— start of DATA SECTION —

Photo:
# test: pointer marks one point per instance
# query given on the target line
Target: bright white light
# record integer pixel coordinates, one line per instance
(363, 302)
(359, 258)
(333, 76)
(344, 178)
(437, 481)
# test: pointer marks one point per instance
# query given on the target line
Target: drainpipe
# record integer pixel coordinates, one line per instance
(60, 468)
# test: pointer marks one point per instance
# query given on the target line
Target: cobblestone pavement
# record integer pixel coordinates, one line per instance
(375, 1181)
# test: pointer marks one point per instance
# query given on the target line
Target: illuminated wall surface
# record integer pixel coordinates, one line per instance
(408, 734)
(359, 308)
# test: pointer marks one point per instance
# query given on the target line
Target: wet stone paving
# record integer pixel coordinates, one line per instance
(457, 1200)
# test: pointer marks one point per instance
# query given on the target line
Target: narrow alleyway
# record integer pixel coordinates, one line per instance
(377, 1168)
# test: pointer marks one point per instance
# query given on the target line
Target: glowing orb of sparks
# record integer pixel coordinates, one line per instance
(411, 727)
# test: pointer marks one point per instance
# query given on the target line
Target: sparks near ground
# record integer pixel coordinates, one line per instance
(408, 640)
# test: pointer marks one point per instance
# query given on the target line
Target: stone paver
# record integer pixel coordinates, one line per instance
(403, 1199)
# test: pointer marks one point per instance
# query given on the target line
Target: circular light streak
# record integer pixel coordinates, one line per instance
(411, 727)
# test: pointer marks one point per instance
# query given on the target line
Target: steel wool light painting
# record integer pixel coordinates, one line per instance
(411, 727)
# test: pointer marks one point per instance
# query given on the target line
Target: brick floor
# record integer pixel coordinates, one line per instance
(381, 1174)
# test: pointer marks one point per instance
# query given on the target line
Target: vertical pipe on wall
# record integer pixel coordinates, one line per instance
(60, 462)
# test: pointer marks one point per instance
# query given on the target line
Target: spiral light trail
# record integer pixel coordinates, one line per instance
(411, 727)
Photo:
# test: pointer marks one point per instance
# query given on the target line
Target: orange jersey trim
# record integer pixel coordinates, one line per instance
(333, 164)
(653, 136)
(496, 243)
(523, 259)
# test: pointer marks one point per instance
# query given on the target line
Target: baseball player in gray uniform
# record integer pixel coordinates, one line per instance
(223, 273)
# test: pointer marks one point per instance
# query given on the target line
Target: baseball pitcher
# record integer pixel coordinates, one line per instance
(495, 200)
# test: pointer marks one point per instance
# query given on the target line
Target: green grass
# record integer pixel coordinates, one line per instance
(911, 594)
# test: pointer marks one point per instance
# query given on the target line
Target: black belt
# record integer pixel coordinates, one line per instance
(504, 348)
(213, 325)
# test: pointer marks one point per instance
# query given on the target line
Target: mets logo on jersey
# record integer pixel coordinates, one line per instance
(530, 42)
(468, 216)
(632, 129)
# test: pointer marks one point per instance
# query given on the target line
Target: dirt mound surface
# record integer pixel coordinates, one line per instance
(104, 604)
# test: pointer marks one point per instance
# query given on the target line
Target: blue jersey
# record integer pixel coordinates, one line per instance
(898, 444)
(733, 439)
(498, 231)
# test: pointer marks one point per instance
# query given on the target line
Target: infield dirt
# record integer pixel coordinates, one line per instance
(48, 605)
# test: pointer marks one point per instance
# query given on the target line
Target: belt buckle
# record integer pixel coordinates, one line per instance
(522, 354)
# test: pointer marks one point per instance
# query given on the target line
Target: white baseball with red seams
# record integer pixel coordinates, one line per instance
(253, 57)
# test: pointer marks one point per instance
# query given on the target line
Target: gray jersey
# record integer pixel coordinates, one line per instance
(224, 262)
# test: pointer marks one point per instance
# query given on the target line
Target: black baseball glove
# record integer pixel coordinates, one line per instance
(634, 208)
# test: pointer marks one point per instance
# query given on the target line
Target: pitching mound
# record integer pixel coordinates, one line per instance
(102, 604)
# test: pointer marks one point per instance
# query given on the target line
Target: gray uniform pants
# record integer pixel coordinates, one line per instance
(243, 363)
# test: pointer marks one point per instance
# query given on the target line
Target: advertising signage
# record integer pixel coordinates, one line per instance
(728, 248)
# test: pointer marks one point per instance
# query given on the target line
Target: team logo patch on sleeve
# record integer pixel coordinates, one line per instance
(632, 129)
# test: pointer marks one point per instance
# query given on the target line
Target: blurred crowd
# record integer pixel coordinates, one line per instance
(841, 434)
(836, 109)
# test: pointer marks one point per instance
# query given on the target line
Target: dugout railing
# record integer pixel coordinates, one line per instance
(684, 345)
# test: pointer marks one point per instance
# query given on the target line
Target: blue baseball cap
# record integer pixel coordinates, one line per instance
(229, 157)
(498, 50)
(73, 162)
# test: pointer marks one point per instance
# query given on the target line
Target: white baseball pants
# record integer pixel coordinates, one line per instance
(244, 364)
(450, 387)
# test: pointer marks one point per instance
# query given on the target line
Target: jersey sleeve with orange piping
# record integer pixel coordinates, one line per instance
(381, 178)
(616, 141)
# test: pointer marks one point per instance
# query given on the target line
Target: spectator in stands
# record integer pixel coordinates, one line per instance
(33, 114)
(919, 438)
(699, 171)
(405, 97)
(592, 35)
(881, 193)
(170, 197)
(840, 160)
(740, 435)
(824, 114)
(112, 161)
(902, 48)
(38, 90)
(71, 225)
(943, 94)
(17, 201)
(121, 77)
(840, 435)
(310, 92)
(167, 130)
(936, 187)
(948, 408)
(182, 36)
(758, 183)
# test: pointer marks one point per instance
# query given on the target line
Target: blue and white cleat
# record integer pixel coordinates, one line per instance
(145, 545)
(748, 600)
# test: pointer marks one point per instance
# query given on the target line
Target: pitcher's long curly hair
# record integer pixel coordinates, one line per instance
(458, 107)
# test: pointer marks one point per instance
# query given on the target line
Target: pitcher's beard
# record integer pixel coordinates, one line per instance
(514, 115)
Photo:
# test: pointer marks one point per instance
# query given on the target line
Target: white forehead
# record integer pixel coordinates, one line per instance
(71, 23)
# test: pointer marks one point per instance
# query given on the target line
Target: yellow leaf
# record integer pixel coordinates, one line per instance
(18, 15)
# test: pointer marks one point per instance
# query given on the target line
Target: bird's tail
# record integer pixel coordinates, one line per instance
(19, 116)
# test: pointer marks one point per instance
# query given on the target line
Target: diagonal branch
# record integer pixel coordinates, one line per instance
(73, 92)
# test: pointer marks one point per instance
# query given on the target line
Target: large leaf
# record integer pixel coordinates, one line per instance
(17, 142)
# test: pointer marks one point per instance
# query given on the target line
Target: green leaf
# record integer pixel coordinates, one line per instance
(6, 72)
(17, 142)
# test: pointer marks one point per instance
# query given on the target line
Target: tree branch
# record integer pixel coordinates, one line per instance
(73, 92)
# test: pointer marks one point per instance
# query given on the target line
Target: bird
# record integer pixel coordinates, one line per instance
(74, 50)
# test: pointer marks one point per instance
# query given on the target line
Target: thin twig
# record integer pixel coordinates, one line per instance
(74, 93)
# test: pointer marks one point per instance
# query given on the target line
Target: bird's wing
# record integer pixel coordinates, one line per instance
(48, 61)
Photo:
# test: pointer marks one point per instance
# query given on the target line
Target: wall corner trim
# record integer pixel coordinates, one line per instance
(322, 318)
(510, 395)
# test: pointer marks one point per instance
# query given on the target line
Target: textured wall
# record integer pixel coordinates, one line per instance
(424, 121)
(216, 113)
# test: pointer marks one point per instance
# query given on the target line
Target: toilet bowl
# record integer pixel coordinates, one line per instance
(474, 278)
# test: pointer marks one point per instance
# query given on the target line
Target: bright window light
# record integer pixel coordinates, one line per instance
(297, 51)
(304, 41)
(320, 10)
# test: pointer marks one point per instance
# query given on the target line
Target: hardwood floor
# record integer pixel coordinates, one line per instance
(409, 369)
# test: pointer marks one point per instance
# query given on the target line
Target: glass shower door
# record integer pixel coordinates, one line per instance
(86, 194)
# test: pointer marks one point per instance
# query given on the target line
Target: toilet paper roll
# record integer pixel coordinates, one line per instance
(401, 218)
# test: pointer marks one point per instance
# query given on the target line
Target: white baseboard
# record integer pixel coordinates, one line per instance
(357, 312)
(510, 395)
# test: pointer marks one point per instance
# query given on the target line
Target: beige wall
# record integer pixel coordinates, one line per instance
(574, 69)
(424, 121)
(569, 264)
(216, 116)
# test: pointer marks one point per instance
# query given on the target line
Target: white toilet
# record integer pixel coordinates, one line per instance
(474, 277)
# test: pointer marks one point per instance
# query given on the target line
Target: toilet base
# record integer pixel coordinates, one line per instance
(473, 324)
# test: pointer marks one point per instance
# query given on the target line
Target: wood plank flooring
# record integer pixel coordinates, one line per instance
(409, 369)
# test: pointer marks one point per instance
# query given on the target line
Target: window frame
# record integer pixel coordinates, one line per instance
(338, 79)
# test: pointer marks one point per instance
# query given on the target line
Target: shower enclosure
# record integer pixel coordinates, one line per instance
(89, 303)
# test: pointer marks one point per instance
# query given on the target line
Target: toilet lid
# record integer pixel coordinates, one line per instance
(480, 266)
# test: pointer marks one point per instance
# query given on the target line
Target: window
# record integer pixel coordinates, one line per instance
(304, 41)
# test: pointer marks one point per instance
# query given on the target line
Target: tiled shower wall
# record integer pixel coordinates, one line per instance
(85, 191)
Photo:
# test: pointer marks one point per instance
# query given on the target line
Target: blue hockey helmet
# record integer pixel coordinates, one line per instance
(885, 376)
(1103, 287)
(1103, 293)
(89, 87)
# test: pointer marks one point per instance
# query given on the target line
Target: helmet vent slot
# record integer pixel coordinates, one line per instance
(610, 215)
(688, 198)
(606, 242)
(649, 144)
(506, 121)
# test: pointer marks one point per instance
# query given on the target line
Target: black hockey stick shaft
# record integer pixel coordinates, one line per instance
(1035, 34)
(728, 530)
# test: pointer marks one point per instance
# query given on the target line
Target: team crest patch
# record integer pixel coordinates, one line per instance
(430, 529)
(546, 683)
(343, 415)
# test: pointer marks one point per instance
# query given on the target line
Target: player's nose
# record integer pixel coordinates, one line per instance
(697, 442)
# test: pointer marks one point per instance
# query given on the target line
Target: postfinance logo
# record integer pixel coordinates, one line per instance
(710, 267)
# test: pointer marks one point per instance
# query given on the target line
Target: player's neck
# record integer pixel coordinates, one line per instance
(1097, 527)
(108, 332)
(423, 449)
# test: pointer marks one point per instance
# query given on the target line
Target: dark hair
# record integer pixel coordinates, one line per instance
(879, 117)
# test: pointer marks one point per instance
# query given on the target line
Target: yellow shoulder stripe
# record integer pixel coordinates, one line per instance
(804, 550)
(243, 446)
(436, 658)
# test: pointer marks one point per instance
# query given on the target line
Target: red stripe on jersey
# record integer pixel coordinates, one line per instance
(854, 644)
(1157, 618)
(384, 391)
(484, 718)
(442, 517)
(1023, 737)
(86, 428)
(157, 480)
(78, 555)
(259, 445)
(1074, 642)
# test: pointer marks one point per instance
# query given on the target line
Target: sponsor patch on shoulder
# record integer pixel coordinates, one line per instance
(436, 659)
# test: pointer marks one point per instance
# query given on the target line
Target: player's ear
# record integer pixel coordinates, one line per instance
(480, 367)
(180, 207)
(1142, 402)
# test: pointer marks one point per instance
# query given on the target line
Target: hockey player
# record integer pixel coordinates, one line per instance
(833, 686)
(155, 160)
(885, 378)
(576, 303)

— end of DATA SECTION —

AIM:
Gather every line of the entries above that contains the word "pants".

RESPONSE TO THE EXERCISE:
Target: gray uniform pants
Target: white baseball pants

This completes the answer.